# START OF Records shown

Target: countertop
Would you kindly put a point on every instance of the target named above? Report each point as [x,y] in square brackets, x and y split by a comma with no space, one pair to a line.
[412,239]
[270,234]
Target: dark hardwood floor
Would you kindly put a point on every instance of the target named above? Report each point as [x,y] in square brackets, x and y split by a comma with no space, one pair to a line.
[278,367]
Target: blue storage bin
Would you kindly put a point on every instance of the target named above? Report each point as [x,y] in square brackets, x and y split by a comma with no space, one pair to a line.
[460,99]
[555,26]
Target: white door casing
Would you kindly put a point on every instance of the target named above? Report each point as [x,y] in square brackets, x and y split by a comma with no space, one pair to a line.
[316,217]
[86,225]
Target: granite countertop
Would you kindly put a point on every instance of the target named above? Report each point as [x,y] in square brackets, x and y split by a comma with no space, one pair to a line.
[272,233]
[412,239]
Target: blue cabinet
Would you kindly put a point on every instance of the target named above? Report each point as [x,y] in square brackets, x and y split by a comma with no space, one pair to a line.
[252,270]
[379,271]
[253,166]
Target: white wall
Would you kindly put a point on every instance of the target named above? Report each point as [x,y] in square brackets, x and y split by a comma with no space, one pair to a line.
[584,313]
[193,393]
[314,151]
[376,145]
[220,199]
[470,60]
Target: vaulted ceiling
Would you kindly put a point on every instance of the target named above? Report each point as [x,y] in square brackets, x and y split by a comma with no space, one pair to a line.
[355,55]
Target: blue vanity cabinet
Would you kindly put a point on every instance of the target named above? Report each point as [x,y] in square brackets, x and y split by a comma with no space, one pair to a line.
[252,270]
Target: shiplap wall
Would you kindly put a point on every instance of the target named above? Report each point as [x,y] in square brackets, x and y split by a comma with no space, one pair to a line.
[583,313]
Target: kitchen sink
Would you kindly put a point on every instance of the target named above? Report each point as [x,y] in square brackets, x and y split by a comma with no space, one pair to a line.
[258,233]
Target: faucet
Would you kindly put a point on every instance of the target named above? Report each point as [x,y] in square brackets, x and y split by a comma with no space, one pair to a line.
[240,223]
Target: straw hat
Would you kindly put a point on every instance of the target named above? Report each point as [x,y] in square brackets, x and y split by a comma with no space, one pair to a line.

# END OF Records shown

Your task:
Quote all of the lines above word for word, leaving nothing out and changing nothing.

Full output:
Target: countertop
Would you kindly put a point on every instance of the target named above? Report each point as [x,y] in square brackets, x and y split by a comma with no space, one pair to a line.
[412,239]
[270,234]
Target: dark hardwood floor
Would you kindly put a point on every instance of the target named above? Report each point as [x,y] in square brackets, x and y split by a comma with no space, one pair to a line.
[278,367]
Target: blue storage bin
Would you kindly put a point on every instance of the target named above? Report each point as [x,y] in square brackets, x and y split by a comma with no space, one pair to a line.
[460,99]
[555,26]
Target: white door casing
Would you kindly put a point on every instance of the target named above? Report each point as [x,y] in square brackets, x and y split by a comma with no space, one pair to a line.
[316,217]
[86,225]
Target: granite countertop
Would you kindly put a point on every instance of the target named above? Report each point as [x,y] in square brackets, x and y split by a comma with no space, one pair to a line.
[272,233]
[412,239]
Target: blue cabinet
Would you kindly put a point on every instance of the target named above? Report each point as [x,y] in square brackets, x and y split by a comma with no space, one pair to a line.
[252,270]
[379,271]
[253,166]
Target: white wall
Would you kindly put a point on every instance of the target named above? Report each point as [x,y] in square brackets, x and y split by a comma with no space, one pair to a line.
[584,313]
[193,393]
[314,151]
[376,145]
[220,199]
[470,60]
Target: vaulted ceiling
Would you kindly put a point on every instance of the target named above? Report each point as [x,y] in square brackets, x and y split by a comma with no space, one pair to a line.
[355,55]
Target: blue vanity cabinet
Would you kindly put a point on every instance of the target named above? Report each point as [x,y] in square brackets, x and y split by a comma with no space, one pair to a line.
[252,270]
Target: shiplap wall
Would you kindly put a point on every instance of the target named above? Report each point as [x,y] in square brackets, x and y split by a comma with no space, one pair to a line.
[583,313]
Target: kitchen sink
Would you kindly put a point on every instance of the target named above? Report each point as [x,y] in square brackets, x and y split by a comma with no space, one pair to a line.
[258,233]
Target: faucet
Would you kindly put a point on every instance of the target named above? Report each point as [x,y] in square brackets, x and y split by a comma with no space, one pair to a line.
[240,223]
Target: straw hat
Would you kindly put a point on every instance of the target named above? Report each point as [x,y] in square brackets, x and y split by a comma with no space, one pair to a line.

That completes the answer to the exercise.